- _ПРЕДОСТАВЛЕННЫЙ ТЕКСТ_:
################

Перед поступлением встретился с Алексеем Борисовичем Любимовым, и он порекомендовал поступать на дирижирование и брать факультатив на клавишных. В итоге я и там, и там. Всё это — случайность. Так же, как работа с Курентзисом — я не ехал к нему сам, ребята порекомендовали.
Дорога к Любимову
— В тебе есть витальность. Все время двигаешься, все время глаза горят. Это природное? Тебе не надо зажигание включать, поворачивать ключик, чтобы быть в тонусе?
— Нет.
— А скучно не бывает никогда?
— Когда мало концертов. Конечно, порой нужно набирать в Finale кучу нот, печатать их, отвечать на письма. Но в целом я не занимаюсь вещами, которые мне не интересны. Даже в консерватории, если мне было не интересно, я получал свою тройку — и спасибо.
Музыканты самые счастливые люди — у них хобби и работа одно и то же. Нет 8–10-часового рабочего дня в офисе: в дни репетиций ты занят 3–6 часов, концерт длится три часа максимум, а заниматься на инструменте можно и дома. Поэтому, мне кажется, я не могу устать от исполнительства. От перелетов устаю гораздо больше.
— А ты позволяешь себе, например, напиться?
— Бывает, почему нет.
— Есть ли у тебя интересы кроме музыки?

################

- _ЗАДАНИЕ A_: Измените фрагмент интервью, начиная со слов «Дорога к Любимову» и до слов «себе, например, напиться?» включительно: перепишите его, заменив «перелетов» на «гастролей».

- _ИСХОДНЫЕ ДАННЫЕ_:
################

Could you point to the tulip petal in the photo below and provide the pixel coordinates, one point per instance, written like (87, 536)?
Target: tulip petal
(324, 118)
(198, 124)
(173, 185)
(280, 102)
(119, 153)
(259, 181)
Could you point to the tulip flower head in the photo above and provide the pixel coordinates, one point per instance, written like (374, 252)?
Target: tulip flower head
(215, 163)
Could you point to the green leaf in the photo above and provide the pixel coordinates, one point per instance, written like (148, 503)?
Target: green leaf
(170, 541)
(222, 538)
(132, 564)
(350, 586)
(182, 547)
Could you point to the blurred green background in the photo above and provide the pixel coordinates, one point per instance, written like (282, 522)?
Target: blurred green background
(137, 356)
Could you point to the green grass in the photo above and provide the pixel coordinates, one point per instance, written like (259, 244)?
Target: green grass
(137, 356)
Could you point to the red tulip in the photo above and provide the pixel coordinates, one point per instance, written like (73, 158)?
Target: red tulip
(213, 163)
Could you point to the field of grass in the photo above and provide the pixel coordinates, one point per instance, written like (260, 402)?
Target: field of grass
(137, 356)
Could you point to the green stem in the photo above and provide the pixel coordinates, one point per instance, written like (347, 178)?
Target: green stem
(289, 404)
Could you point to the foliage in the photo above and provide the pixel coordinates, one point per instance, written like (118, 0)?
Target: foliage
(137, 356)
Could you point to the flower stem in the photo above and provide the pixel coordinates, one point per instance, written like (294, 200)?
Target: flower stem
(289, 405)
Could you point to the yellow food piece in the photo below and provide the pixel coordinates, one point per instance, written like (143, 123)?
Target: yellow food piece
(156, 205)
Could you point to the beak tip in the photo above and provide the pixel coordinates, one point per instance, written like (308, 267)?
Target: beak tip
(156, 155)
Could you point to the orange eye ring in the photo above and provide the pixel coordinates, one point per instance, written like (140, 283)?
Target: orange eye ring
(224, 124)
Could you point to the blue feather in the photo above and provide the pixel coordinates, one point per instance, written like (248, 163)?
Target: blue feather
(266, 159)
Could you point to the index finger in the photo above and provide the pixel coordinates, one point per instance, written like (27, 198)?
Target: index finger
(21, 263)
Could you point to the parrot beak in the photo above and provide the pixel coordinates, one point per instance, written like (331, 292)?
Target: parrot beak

################

- _ЗАДАНИЕ B_: Выпишите дословно строки перечня, начиная со строки с «Could you point to the blue» и до конца перечня.

- _ПИСЬМЕННЫЙ ОТВЕТ A_:
Дорога к Любимову
— В тебе есть витальность. Все время двигаешься, все время глаза горят. Это природное? Тебе не надо зажигание включать, поворачивать ключик, чтобы быть в тонусе?
— Нет.
— А скучно не бывает никогда?
— Когда мало концертов. Конечно, порой нужно набирать в Finale кучу нот, печатать их, отвечать на письма. Но в целом я не занимаюсь вещами, которые мне не интересны. Даже в консерватории, если мне было не интересно, я получал свою тройку — и спасибо.
Музыканты самые счастливые люди — у них хобби и работа одно и то же. Нет 8–10-часового рабочего дня в офисе: в дни репетиций ты занят 3–6 часов, концерт длится три часа максимум, а заниматься на инструменте можно и дома. Поэтому, мне кажется, я не могу устать от исполнительства. От гастролей устаю гораздо больше.
— А ты позволяешь себе, например, напиться?

- _ПИСЬМЕННЫЙ ОТВЕТ B_:
Could you point to the blue feather in the photo above and provide the pixel coordinates, one point per instance, written like (248, 163)?
Target: blue feather
(266, 159)
Could you point to the index finger in the photo above and provide the pixel coordinates, one point per instance, written like (27, 198)?
Target: index finger
(21, 263)
Could you point to the parrot beak in the photo above and provide the pixel coordinates, one point per instance, written like (331, 292)?
Target: parrot beak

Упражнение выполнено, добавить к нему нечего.